___ Raw data

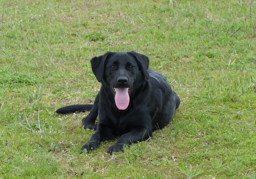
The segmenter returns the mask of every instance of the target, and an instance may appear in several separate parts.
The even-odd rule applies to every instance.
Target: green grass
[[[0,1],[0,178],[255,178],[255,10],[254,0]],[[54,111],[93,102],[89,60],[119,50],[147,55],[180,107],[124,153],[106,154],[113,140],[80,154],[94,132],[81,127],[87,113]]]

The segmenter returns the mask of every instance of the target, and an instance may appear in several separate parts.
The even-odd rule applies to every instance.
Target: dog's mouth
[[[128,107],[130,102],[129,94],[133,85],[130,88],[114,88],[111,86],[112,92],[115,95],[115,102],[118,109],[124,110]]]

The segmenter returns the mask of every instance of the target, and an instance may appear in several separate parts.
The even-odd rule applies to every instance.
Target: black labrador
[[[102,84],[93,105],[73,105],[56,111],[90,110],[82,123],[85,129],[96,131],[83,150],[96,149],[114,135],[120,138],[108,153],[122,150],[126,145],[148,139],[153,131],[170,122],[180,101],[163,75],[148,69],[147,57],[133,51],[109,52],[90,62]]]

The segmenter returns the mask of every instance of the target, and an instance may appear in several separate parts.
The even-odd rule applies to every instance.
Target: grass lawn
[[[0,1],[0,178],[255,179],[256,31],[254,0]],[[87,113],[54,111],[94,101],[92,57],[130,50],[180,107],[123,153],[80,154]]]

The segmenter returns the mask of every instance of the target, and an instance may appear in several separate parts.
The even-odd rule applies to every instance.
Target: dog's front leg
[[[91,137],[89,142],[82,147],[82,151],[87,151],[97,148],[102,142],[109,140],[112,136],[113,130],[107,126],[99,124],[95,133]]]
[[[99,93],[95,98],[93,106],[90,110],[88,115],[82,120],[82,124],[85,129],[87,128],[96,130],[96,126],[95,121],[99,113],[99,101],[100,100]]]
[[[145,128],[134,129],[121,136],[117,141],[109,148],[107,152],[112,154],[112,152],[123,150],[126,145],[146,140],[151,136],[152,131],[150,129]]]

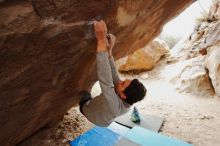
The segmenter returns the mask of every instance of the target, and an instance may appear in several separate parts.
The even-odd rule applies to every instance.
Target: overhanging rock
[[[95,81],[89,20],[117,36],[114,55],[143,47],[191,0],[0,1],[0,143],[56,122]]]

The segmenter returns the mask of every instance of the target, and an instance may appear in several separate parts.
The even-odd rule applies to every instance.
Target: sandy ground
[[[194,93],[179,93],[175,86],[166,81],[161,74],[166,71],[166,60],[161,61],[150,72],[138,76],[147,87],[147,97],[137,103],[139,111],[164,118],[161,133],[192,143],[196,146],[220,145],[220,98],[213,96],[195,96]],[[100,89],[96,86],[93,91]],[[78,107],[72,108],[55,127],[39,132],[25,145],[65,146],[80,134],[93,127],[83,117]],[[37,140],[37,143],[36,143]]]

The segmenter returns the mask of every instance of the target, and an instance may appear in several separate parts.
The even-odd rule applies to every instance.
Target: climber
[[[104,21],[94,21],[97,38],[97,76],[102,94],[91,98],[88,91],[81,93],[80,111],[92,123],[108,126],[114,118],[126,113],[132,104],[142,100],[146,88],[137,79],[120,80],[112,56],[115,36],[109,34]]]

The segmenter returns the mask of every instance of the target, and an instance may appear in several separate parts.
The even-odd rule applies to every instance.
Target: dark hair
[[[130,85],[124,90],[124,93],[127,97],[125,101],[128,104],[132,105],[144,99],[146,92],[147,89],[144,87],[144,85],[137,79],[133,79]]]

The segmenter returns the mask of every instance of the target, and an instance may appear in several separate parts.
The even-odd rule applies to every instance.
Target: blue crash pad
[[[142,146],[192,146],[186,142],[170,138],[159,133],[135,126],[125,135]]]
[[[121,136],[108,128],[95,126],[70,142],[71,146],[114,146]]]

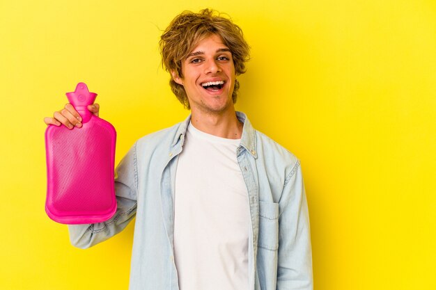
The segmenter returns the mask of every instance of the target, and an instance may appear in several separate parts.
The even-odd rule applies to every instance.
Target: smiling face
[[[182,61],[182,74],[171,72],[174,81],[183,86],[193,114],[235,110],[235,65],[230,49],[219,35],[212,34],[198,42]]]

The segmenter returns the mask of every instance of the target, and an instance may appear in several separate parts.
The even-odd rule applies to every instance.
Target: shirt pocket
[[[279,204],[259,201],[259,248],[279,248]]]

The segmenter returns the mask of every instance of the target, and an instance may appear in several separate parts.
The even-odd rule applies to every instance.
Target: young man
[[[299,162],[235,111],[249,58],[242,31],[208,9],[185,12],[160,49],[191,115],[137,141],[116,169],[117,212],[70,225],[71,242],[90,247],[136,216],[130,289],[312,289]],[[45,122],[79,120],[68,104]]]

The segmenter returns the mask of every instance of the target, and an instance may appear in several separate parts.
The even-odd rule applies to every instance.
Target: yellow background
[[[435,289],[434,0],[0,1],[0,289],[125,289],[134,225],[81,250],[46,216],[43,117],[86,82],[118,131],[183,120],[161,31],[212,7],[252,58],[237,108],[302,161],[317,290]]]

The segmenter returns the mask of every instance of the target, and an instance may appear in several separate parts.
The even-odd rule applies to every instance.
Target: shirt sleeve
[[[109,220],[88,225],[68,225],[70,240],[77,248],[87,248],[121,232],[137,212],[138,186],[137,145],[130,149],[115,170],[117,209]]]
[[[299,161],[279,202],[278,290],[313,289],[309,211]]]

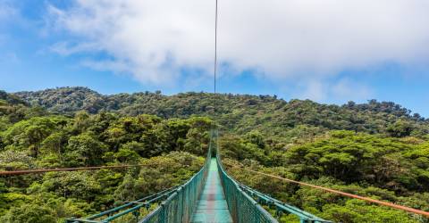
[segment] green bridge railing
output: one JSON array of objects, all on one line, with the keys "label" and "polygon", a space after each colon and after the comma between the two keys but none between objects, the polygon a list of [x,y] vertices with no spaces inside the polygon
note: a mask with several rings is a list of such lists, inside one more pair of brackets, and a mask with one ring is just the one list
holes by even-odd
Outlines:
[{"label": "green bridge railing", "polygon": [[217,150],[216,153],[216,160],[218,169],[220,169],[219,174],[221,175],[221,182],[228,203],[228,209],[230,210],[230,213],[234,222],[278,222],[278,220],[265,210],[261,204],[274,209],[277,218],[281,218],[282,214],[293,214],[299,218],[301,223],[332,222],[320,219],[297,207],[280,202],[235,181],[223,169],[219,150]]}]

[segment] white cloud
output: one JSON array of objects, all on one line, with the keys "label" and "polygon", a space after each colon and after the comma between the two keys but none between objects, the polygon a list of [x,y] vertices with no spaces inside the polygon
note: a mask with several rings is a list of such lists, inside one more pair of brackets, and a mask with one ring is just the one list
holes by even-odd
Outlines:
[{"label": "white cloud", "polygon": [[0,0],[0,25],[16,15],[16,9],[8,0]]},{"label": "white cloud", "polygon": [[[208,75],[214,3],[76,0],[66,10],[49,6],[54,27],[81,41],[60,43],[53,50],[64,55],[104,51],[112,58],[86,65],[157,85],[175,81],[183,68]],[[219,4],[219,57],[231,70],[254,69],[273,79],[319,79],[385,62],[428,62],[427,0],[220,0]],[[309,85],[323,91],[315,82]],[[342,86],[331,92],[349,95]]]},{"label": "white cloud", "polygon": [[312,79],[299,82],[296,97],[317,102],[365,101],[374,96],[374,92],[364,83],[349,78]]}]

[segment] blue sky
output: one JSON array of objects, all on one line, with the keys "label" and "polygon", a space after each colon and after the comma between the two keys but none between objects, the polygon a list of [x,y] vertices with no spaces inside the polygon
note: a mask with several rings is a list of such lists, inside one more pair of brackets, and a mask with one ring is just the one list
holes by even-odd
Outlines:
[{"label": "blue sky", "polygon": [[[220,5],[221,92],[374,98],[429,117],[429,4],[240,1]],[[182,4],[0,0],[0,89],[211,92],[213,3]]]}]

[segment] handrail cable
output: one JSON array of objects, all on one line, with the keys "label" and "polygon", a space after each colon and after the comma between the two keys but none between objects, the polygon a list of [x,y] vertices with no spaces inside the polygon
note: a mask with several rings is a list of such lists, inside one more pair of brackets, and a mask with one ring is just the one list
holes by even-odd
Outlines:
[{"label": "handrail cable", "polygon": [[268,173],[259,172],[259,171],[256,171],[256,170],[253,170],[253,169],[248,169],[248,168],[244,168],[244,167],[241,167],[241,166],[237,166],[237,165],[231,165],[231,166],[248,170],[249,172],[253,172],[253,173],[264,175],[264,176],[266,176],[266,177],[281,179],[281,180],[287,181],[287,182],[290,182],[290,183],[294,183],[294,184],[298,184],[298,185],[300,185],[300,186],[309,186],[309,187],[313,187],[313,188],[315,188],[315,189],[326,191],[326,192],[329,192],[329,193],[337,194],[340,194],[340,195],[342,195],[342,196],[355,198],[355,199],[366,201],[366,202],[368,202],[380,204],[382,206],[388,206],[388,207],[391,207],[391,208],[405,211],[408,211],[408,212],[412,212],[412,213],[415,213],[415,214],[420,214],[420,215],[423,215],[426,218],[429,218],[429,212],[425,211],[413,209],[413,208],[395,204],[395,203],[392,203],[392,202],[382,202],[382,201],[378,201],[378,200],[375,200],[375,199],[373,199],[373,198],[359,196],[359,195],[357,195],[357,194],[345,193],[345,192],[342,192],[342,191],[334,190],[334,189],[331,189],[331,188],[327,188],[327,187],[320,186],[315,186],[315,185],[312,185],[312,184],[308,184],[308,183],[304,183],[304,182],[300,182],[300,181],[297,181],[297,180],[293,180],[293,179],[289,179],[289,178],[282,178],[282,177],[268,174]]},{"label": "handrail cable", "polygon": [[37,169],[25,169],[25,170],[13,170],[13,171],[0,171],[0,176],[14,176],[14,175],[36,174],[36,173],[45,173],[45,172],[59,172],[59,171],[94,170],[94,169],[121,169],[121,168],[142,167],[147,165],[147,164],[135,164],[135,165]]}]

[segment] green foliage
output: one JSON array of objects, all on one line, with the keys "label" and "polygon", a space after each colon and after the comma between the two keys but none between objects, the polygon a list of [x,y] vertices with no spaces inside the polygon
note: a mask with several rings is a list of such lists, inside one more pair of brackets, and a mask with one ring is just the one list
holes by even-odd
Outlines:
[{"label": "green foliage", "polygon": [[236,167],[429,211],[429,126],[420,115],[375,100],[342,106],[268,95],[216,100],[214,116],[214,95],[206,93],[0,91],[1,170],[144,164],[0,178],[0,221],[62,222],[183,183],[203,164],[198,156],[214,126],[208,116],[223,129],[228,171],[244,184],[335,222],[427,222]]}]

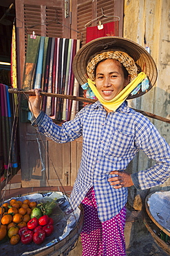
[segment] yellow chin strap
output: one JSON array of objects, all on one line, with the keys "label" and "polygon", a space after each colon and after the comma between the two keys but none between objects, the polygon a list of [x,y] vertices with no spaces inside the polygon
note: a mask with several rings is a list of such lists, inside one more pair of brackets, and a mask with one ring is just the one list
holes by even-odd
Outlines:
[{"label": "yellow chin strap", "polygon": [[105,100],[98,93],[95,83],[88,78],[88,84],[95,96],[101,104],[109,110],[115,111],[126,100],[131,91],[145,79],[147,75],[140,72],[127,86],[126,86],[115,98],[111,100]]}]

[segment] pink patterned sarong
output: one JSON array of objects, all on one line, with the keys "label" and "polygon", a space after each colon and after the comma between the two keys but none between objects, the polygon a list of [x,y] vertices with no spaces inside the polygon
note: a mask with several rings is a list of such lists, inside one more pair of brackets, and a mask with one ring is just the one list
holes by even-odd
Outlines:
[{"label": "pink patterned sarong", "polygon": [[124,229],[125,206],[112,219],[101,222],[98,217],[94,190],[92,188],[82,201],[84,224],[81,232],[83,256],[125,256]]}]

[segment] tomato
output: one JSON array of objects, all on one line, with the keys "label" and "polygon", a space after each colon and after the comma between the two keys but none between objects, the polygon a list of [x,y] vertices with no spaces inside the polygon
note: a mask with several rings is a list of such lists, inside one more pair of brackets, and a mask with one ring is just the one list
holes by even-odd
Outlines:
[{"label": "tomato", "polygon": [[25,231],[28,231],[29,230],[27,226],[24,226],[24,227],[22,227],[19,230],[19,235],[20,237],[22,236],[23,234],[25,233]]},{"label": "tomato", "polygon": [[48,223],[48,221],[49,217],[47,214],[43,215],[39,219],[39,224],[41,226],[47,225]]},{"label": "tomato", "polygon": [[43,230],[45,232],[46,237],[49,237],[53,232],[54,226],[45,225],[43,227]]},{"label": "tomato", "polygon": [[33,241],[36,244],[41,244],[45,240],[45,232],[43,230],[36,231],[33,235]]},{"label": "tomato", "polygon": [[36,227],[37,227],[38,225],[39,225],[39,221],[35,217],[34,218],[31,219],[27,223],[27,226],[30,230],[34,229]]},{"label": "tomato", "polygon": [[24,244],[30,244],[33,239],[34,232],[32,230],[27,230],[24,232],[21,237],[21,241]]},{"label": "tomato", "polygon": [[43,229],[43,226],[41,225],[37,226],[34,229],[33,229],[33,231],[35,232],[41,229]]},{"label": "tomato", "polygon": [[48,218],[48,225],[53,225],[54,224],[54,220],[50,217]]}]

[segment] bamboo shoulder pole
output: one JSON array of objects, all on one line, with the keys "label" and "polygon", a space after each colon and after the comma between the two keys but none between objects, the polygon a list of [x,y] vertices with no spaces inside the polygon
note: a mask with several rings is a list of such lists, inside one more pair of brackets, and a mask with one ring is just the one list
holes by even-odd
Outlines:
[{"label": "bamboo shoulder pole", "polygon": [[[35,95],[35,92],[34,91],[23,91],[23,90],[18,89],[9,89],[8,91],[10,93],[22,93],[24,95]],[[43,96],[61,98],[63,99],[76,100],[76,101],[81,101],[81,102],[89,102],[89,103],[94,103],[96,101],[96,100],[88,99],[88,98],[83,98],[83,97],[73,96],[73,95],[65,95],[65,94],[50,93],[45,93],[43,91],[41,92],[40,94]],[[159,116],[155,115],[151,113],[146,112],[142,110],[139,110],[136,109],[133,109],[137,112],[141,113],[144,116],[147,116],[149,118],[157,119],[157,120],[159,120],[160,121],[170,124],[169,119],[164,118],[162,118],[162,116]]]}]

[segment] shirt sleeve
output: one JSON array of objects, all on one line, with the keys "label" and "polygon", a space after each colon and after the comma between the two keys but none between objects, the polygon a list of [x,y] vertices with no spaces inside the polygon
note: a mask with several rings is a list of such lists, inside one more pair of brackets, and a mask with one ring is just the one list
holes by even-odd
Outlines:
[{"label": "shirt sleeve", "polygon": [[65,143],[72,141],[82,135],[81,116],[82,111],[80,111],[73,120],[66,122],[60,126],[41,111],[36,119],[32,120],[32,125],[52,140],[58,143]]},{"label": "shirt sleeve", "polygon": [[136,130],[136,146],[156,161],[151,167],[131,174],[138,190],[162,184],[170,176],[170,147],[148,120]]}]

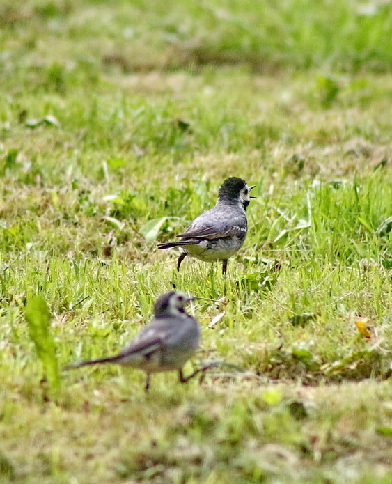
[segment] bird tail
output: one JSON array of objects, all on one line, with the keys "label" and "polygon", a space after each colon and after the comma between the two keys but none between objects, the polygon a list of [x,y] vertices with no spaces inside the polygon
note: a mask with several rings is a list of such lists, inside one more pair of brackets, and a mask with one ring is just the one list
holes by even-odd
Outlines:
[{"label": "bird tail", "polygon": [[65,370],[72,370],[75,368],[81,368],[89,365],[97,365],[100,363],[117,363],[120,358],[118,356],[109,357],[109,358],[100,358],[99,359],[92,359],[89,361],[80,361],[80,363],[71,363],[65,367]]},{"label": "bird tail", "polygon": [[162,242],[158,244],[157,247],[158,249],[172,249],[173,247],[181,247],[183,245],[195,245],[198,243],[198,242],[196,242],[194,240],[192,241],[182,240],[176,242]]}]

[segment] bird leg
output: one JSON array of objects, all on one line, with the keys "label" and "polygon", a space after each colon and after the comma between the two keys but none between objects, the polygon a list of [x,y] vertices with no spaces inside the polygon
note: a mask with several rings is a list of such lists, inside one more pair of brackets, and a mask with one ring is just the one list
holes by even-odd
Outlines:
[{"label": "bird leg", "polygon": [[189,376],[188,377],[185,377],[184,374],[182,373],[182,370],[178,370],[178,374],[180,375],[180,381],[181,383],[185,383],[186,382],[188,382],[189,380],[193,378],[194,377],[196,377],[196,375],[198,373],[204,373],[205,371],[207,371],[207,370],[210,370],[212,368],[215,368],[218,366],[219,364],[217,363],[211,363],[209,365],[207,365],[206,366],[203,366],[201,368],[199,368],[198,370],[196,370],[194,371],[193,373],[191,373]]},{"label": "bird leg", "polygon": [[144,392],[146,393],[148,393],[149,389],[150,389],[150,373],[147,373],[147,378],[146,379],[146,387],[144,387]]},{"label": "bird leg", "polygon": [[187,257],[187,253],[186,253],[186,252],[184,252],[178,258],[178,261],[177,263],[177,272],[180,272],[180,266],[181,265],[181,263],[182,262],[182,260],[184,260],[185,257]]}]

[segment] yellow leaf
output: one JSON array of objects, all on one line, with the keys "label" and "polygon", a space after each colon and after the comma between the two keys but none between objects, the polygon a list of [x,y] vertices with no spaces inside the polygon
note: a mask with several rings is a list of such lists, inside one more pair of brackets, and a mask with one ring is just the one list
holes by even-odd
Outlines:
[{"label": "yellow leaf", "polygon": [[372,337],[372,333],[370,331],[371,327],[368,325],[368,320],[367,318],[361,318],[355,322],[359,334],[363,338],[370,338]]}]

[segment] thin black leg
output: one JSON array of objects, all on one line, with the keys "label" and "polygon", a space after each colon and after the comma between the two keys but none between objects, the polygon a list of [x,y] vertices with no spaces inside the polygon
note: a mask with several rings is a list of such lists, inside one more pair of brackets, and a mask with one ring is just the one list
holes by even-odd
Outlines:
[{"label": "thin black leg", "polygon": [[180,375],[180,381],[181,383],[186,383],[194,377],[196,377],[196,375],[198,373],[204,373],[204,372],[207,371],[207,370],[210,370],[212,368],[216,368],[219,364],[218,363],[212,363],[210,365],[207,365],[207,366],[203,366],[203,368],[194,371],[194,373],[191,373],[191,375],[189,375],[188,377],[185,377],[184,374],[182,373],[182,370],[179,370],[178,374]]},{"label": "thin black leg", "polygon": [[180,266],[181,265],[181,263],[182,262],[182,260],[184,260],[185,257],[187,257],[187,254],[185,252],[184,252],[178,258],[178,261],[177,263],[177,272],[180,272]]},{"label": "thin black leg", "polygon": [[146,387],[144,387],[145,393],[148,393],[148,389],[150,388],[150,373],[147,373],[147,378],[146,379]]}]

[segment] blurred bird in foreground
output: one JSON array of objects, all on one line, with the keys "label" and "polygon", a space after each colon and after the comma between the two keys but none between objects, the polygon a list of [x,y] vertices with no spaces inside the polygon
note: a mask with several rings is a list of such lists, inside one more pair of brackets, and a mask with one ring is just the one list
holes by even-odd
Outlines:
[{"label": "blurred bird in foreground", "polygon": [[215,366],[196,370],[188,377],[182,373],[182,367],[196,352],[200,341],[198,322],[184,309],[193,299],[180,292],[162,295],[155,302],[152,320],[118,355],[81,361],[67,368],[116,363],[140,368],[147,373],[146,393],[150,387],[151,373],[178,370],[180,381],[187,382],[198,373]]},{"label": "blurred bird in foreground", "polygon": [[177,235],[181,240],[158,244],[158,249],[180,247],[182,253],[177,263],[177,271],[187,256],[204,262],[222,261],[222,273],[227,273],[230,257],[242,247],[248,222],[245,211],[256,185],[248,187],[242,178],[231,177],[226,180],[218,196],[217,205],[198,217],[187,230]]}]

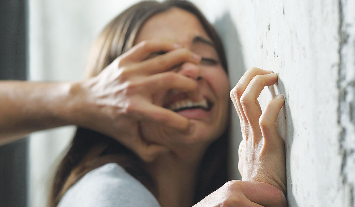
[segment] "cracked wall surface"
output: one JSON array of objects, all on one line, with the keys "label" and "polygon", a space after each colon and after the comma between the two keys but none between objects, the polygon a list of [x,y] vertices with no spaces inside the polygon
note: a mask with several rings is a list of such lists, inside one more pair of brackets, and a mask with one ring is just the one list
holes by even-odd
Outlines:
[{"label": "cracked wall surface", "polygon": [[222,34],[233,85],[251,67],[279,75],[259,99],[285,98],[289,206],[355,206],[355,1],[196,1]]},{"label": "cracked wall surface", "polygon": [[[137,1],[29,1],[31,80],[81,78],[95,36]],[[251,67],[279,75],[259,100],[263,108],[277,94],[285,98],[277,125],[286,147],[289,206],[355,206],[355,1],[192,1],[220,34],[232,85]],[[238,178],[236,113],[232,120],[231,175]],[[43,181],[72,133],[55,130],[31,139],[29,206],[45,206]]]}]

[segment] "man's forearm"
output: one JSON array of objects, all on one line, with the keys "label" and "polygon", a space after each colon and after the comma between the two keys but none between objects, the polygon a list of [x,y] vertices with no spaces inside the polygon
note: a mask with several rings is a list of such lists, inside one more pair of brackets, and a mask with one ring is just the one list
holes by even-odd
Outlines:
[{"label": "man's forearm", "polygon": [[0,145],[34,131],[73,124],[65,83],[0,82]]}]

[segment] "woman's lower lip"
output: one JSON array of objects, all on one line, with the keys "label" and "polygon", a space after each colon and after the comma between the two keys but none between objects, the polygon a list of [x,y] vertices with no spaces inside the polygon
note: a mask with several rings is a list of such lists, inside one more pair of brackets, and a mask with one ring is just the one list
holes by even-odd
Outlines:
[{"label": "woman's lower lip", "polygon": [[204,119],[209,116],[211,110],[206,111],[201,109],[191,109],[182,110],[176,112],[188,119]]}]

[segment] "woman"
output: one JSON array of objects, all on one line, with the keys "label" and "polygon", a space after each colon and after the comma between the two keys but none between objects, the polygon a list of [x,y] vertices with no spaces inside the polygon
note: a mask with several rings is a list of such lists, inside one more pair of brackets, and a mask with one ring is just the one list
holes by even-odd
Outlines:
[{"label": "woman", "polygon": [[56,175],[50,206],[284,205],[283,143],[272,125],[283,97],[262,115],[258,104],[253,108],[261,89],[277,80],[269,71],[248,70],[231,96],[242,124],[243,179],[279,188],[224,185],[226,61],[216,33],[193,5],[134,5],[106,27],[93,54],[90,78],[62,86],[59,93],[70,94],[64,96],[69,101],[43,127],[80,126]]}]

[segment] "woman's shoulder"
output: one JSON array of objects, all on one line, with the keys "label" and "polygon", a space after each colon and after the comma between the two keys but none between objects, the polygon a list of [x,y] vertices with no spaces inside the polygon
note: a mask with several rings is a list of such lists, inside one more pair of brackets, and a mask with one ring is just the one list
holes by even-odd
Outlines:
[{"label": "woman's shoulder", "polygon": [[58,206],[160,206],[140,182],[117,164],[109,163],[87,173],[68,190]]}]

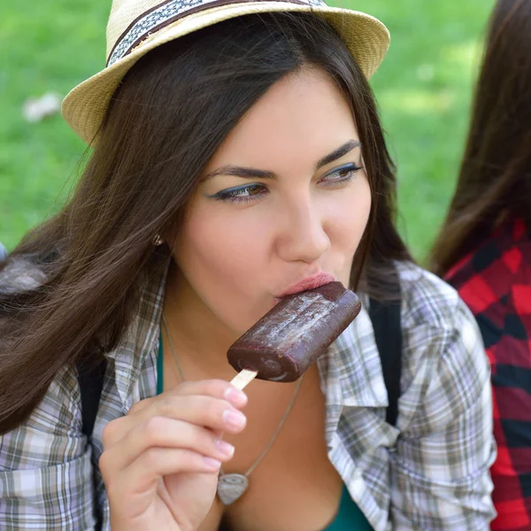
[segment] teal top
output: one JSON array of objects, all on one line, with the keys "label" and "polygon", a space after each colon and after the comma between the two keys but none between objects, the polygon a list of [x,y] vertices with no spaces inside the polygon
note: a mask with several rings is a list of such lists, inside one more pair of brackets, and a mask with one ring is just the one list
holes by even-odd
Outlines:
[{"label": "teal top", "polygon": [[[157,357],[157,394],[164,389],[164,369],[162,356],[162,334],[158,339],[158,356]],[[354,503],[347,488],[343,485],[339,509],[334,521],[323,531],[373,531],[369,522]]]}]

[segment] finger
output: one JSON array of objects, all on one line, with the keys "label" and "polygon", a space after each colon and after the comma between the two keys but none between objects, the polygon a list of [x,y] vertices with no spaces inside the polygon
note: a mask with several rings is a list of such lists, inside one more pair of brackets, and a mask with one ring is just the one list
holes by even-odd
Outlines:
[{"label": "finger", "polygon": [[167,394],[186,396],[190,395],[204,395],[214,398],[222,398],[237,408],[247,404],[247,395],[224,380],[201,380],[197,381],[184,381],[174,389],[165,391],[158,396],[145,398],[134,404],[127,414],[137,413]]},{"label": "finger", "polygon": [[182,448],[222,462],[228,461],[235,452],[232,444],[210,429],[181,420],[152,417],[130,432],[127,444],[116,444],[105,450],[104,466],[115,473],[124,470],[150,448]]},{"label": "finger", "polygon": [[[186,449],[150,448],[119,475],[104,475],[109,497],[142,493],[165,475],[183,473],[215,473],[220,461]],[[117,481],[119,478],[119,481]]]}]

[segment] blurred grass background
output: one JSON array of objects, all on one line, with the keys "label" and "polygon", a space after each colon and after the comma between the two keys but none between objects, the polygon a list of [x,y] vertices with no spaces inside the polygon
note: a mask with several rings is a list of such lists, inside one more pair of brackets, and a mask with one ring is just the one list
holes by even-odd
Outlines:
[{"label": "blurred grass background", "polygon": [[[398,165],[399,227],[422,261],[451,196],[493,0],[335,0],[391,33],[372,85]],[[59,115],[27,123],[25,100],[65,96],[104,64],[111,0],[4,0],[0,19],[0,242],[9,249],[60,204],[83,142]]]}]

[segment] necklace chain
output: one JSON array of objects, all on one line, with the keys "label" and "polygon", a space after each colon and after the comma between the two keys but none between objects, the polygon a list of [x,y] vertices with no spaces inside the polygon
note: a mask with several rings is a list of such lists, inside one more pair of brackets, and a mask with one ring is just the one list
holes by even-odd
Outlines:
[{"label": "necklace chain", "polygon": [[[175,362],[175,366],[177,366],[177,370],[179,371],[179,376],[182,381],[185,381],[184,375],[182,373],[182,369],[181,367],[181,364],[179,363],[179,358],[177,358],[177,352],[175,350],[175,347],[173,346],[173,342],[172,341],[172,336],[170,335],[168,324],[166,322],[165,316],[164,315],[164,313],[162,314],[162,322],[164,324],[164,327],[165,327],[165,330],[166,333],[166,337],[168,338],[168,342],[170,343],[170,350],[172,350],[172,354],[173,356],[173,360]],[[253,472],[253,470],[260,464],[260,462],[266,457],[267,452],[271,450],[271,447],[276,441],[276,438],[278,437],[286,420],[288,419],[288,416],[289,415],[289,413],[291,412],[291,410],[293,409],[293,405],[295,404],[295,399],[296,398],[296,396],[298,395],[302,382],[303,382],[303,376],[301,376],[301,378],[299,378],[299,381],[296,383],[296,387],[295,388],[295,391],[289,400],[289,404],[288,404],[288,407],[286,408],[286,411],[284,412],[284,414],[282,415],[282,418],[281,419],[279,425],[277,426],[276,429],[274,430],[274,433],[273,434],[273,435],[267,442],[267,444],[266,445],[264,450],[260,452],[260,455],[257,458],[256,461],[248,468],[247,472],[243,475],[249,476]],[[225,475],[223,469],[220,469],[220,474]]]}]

______

▶ **Exercise**:
Pick out each line in the records above that contains the word "sleeve", and copy those lines in full. Case counts when matching.

▶ **Answer in full**:
Target: shirt sleeve
[segment] shirt sleeve
[{"label": "shirt sleeve", "polygon": [[65,143],[72,141],[82,135],[81,116],[82,111],[80,111],[73,120],[66,122],[60,126],[41,111],[36,119],[32,120],[32,125],[52,140],[58,143]]},{"label": "shirt sleeve", "polygon": [[136,130],[136,146],[156,161],[151,167],[131,174],[138,190],[162,184],[170,176],[170,147],[148,120]]}]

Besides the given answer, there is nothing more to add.